◆ **REQUIRED ACTION A**: Decide whether each statement agrees with the news report on the Butcher pretrial ruling, answering yes or no and quoting the words of the report that settle it: (i) The judge ruled the autopsy report and the medical examiner's testimony inadmissible. (ii) Alexa Shearer was 15 months old. (iii) Jury selection is scheduled to begin Monday.
◆ **REQUIRED ACTION B**: According to the news report on the Butcher pretrial ruling, what charges does Butcher face in Alexa's death?

Start of DOCUMENT EXTRACT

Butcher pretrial request is denied

Defense attorneys for a North Laurel day care provider accused of killing one of her young charges failed yesterday in their attempts to get the autopsy report -- and testimony by the medical examiner about the fatal brain injury -- excluded from next week's trial.

Howard County Circuit Judge Raymond J. Kane Jr. denied a request by lawyers for Kathleen A. Butcher to rule the report and testimony inadmissible. The lawyers, Joel Abramson and Ralph Lotkin, had argued that 15-month-old Alexa Shearer's organs were harvested for transplant before the autopsy was performed and made the examination unreliable.


Also, they argued, their experts could not independently analyze the brain tissue because no micro-slides or photographs of the brain were preserved from the autopsy.

But prosecutor Danielle Duclaux noted that the defense's expert was able to come up with the same cause of Alexa's death -- blunt force trauma from impact, and possible shaking -- as the medical examiner did.


Also, Duclaux and prosecutor Kim Oldham said that some of the arguments have more to do with how heavily the jury should rely on certain testimony than whether it should be admitted.

Butcher, 37, is charged with second-degree murder, manslaughter, child abuse and assault in Alexa's death.

Yesterday's arguments were a precursor to the Howard County trial that is expected to last two weeks. Jury selection is scheduled to begin Tuesday.

End of DOCUMENT EXTRACT
Start of EXTRACTED MATERIAL

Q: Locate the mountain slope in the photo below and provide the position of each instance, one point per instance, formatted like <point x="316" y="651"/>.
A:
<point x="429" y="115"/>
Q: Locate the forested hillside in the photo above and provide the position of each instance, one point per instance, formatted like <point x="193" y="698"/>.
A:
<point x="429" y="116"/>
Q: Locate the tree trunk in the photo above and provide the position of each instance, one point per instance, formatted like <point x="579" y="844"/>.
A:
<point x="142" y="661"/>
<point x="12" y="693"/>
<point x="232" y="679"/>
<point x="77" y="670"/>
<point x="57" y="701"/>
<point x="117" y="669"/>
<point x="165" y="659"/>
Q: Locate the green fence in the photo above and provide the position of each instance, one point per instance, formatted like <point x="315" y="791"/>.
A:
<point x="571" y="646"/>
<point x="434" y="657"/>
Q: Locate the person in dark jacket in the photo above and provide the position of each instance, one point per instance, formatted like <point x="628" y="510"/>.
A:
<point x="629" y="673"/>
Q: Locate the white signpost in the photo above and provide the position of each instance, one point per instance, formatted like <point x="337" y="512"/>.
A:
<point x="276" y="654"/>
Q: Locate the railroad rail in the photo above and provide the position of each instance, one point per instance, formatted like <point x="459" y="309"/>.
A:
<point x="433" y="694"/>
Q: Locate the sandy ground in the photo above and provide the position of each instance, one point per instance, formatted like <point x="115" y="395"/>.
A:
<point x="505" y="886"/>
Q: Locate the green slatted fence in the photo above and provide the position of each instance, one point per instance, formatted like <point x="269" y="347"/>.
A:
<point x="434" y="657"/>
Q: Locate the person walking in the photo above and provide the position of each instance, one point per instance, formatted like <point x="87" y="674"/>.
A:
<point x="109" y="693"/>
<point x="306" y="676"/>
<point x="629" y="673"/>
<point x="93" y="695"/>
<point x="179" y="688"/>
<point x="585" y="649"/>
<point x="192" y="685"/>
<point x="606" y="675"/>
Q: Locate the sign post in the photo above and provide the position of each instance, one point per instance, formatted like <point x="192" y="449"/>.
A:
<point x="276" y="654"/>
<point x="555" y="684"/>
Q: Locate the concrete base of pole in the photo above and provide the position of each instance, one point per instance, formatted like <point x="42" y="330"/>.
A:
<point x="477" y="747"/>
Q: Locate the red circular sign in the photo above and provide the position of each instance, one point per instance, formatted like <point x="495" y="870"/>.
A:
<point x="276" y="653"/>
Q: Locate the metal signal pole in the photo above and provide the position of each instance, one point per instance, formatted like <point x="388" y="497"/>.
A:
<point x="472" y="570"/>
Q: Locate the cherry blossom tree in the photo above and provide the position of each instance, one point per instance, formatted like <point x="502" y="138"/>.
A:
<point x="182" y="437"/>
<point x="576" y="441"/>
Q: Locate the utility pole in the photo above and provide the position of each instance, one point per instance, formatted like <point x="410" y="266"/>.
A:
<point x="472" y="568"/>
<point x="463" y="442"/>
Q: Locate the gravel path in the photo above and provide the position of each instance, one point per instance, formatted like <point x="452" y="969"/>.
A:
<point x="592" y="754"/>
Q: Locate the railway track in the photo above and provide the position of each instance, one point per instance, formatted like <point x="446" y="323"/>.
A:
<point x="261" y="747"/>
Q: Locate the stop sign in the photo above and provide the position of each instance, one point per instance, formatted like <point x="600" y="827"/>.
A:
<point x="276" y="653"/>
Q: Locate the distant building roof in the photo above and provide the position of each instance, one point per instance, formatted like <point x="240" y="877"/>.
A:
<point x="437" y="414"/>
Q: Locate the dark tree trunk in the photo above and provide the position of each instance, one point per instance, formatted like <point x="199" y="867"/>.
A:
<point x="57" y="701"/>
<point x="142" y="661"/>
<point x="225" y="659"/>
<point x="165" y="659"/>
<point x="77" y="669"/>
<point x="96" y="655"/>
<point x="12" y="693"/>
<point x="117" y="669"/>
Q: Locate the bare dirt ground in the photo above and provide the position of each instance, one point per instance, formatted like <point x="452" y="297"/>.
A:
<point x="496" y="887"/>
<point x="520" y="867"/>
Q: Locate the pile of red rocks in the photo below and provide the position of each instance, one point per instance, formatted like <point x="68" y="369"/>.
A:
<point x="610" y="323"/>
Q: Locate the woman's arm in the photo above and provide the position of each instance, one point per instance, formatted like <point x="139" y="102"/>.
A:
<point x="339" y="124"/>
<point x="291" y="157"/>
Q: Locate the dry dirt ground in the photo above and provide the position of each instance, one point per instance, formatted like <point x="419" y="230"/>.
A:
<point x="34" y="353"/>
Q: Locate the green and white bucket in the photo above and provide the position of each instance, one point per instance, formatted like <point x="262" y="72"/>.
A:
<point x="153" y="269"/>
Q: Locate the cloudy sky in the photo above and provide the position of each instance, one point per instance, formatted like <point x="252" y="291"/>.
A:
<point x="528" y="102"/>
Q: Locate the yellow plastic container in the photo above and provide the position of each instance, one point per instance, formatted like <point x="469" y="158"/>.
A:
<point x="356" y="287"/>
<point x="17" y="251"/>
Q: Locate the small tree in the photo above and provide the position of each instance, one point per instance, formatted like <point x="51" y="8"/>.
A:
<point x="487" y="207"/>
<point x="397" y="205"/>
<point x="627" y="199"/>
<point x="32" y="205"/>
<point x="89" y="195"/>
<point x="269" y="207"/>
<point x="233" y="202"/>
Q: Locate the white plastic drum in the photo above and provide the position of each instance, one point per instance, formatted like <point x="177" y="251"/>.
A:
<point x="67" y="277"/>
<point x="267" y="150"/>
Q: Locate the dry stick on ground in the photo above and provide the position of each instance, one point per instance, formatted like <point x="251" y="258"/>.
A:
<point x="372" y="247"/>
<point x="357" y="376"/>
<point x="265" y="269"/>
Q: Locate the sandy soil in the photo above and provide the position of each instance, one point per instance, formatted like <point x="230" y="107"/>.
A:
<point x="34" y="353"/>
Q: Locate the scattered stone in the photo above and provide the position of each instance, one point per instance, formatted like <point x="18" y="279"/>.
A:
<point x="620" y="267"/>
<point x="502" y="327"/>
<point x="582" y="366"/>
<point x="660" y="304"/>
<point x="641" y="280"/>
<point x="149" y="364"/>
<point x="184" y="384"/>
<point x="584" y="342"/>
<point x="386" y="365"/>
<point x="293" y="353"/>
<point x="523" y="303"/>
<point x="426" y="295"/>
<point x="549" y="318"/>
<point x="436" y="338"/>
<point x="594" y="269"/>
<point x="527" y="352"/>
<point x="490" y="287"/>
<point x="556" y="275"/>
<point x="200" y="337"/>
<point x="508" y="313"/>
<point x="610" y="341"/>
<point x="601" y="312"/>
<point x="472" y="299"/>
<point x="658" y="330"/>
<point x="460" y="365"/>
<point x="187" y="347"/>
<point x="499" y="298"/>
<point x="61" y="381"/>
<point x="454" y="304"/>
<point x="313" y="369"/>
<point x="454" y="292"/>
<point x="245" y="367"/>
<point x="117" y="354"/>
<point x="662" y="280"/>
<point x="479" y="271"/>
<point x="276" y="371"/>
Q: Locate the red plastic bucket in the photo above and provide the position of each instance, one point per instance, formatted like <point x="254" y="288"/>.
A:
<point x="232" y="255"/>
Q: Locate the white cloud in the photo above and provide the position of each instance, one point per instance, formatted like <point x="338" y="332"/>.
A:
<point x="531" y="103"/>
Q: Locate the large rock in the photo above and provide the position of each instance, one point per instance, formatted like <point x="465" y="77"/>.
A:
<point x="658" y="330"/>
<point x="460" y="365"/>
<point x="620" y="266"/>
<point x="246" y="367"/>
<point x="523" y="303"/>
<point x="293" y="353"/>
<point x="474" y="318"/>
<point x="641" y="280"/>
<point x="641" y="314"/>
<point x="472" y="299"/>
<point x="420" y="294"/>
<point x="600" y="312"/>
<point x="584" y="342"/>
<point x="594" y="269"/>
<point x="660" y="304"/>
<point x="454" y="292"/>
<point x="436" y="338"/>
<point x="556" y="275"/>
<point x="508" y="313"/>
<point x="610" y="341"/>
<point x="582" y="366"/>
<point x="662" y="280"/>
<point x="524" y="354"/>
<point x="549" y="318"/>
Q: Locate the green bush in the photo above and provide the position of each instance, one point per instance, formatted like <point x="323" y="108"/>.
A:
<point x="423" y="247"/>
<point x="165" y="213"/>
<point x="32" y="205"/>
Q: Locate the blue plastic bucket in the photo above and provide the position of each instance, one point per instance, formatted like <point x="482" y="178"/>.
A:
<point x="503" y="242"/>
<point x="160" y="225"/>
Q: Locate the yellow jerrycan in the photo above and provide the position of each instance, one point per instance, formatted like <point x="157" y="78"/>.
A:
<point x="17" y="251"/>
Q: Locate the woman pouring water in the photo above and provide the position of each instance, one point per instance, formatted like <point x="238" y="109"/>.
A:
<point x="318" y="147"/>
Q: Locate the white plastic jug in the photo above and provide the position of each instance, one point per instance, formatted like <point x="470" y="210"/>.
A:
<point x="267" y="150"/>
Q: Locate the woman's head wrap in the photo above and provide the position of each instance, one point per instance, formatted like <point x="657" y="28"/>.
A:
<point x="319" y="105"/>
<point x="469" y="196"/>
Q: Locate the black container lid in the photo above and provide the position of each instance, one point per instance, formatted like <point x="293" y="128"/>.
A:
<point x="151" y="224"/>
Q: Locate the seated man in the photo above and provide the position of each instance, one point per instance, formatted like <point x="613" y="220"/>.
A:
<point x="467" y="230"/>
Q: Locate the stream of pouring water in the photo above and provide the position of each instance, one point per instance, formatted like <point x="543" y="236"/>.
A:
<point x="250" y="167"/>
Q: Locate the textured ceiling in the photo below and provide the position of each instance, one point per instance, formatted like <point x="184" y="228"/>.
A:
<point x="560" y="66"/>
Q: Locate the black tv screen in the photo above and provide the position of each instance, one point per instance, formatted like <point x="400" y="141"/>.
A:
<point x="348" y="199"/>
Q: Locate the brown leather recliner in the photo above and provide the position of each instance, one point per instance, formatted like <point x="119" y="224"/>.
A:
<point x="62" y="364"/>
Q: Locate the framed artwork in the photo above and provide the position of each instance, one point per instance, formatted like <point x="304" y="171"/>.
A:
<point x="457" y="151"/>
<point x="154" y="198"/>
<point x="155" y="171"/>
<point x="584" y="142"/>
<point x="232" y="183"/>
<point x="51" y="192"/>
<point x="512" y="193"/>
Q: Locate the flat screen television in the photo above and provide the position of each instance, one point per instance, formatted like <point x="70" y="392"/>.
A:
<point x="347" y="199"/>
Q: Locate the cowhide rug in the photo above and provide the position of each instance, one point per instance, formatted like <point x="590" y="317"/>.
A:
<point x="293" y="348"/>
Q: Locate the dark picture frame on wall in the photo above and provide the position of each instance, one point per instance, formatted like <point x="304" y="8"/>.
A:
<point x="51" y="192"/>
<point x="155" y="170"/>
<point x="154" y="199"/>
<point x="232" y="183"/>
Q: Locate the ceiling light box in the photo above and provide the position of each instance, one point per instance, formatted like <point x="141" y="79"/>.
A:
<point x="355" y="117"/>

End of EXTRACTED MATERIAL

◆ **ANSWER SECTION A**:
(i) No: "denied a request by lawyers for Kathleen A. Butcher to rule the report and testimony inadmissible."
(ii) Yes: "15-month-old Alexa Shearer"
(iii) No: "Jury selection is scheduled to begin Tuesday."

◆ **ANSWER SECTION B**: Second-degree murder, manslaughter, child abuse and assault.